Point labeling examples:
<<<<
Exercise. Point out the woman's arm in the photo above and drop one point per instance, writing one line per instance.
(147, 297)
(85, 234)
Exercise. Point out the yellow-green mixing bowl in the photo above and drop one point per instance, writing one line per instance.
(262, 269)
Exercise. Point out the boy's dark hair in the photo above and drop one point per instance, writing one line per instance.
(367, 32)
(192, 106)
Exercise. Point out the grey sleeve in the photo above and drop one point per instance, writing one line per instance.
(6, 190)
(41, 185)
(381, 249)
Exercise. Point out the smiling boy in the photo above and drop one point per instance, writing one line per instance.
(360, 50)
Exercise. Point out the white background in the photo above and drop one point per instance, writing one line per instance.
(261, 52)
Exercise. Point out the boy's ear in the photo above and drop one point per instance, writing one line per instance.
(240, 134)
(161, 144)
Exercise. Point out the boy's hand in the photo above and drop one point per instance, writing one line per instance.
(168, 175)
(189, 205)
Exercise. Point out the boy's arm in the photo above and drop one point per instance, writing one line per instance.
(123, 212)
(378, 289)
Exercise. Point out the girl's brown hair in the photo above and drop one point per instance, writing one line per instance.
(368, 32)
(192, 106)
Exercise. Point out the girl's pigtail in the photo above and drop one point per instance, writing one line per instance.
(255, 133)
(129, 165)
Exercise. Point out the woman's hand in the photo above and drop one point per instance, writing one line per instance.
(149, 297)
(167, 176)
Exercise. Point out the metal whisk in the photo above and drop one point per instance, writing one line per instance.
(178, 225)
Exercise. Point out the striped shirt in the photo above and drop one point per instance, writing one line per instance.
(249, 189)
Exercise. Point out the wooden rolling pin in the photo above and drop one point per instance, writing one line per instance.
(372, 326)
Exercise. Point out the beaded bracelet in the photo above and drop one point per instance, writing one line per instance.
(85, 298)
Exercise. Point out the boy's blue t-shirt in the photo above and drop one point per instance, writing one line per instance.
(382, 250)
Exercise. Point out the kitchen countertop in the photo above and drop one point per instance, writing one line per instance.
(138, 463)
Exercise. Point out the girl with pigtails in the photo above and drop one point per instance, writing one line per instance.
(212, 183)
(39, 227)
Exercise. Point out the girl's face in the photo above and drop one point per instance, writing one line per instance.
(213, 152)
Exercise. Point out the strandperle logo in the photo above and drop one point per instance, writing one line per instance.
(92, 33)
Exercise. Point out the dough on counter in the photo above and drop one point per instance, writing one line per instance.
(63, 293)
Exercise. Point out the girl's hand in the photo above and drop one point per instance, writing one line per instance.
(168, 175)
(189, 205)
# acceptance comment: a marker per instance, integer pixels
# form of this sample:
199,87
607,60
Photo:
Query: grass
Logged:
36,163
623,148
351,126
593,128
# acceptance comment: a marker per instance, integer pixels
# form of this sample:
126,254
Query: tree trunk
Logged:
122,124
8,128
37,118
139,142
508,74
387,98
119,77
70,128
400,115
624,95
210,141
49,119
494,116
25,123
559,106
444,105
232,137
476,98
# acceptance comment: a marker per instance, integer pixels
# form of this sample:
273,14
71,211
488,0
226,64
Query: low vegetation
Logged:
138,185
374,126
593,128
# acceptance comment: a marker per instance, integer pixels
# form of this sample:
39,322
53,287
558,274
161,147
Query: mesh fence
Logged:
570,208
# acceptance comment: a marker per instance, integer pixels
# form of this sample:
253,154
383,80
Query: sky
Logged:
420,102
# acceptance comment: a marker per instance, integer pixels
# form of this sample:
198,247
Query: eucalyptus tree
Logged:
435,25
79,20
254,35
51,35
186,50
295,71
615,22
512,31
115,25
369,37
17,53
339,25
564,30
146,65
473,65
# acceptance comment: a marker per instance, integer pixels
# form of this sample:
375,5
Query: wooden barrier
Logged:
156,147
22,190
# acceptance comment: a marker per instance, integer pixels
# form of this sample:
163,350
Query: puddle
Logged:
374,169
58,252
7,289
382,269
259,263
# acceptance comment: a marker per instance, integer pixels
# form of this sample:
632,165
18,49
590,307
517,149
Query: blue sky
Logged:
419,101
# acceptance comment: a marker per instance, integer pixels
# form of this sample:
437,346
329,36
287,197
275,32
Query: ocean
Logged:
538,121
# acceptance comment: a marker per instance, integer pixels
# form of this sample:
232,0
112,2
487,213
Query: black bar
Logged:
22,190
>>>>
Set down all of the records shown above once more, exactly.

RESULT ::
Exercise. Point out the woman's arm in the photo above and drop one point per instance, writing one line per instance.
(147, 297)
(85, 234)
Exercise. Point out the yellow-green mixing bowl in the photo above and drop one point per instance, writing one line per instance.
(262, 269)
Exercise. Point out the boy's dark hair in the photo above and drop one point per instance, writing one line per instance.
(367, 32)
(192, 106)
Exercise. Point out the grey sleeve in the photo above and drop one point per instance, writing one line per instance.
(6, 190)
(41, 185)
(381, 249)
Exercise. Point out the smiling boy in the photo above and drop one point per instance, writing one line per instance.
(360, 50)
Exercise. Point out the white background in the photo above and drop one point per instance, writing one line per instance.
(261, 52)
Exercise. Point out the boy's ear in the photo above and drop one point per instance, writing one line per instance.
(240, 134)
(161, 144)
Exercise. Point out the boy's hand in the photo above and drop one point per instance, writing one line per instance.
(168, 175)
(189, 205)
Exercise. Point out the boy's arm in the photo above and drop one point per instance, writing one line per instance.
(123, 212)
(378, 289)
Exercise. Point out the girl's brown hair in the photo above and drop one point per instance, writing one line per instance.
(368, 32)
(192, 106)
Exercise. Point out the girl's pigtail in the photo above and drop one point per instance, writing one line per instance.
(255, 133)
(129, 165)
Exercise. Point out the woman's hand in the photo above and drop one point per instance, writing one line per instance.
(149, 297)
(167, 176)
Exercise. Point out the metal whisk in the photo above and drop one point per instance, writing one line per instance.
(178, 225)
Exercise. Point out the striped shirt in the photo above and drop one point per instance, writing one line per instance.
(249, 189)
Exercise. Point out the wooden rolling pin in the photo above and drop one point per instance, writing one line per instance.
(372, 326)
Exercise. Point out the beaded bracelet in the photo above and drop one point per instance, writing one line per instance.
(85, 298)
Exercise. Point out the boy's blue t-shirt in the photo above and drop one point per instance, writing one line per instance.
(382, 250)
Exercise. Point out the kitchen countertop in the photo above and drop one point per instance, writing one line per instance.
(138, 463)
Exercise. Point out the girl with pigtails in the photo above and drop one point per instance, writing one line per instance.
(212, 183)
(39, 227)
Exercise. Point out the girl's face in the photo above and drop one point per instance, writing one line per instance.
(213, 152)
Exercise. Point out the strandperle logo in the photo above and drop one point per instance, writing one line per instance.
(92, 33)
Exercise. Point out the dough on counter in the photo above and drop one point per instance, writing one line per instance.
(63, 293)
Exercise. Point out the girl's hand in the photo above and drop one point per instance, writing one line per instance.
(168, 175)
(189, 205)
# acceptance comment: a marker per instance, integer pixels
# form of this sample:
199,87
607,60
Photo:
Query: grass
Logged:
36,163
623,148
351,126
593,128
# acceptance comment: a marker per instance, integer pixels
# form of this sample:
126,254
Query: tree trunk
Logged:
122,124
8,128
37,118
139,142
508,74
387,98
119,77
70,128
400,115
624,95
210,141
49,119
494,116
25,123
559,106
444,105
232,137
476,98
# acceptance comment: a marker per instance, integer pixels
# form of this sample:
273,14
71,211
488,0
226,64
Query: low vegetation
Logged:
138,185
374,126
593,128
# acceptance comment: a marker per instance, integer pixels
# form of this sample:
39,322
53,287
558,274
161,147
Query: mesh fence
Logged:
570,208
# acceptance comment: a marker per instance, integer pixels
# form of this sample:
253,154
383,80
Query: sky
Logged:
420,102
# acceptance comment: a marker per instance, integer pixels
# form of this sample:
198,247
Query: eucalyptus tree
Logged:
435,25
79,20
254,35
51,35
186,50
295,71
615,22
512,31
115,25
369,37
17,53
339,25
564,30
146,65
473,65
# acceptance comment: a marker per instance, integer pixels
# form of this sample:
375,5
Query: wooden barrier
Logged:
156,147
22,190
# acceptance comment: a marker per instance, integer pixels
# form of this sample:
163,350
Query: puddle
Logged:
374,169
58,252
7,289
382,269
259,263
# acceptance comment: a marker per instance, integer pixels
# form of this sample:
632,165
18,49
590,307
517,149
Query: blue sky
Logged:
419,101
# acceptance comment: a marker per instance, integer pixels
# form of this sample:
437,346
329,36
287,197
275,32
Query: ocean
Logged:
538,121
# acceptance comment: a marker per instance, integer pixels
# form of this sample:
232,0
112,2
487,213
Query: black bar
Logged:
22,190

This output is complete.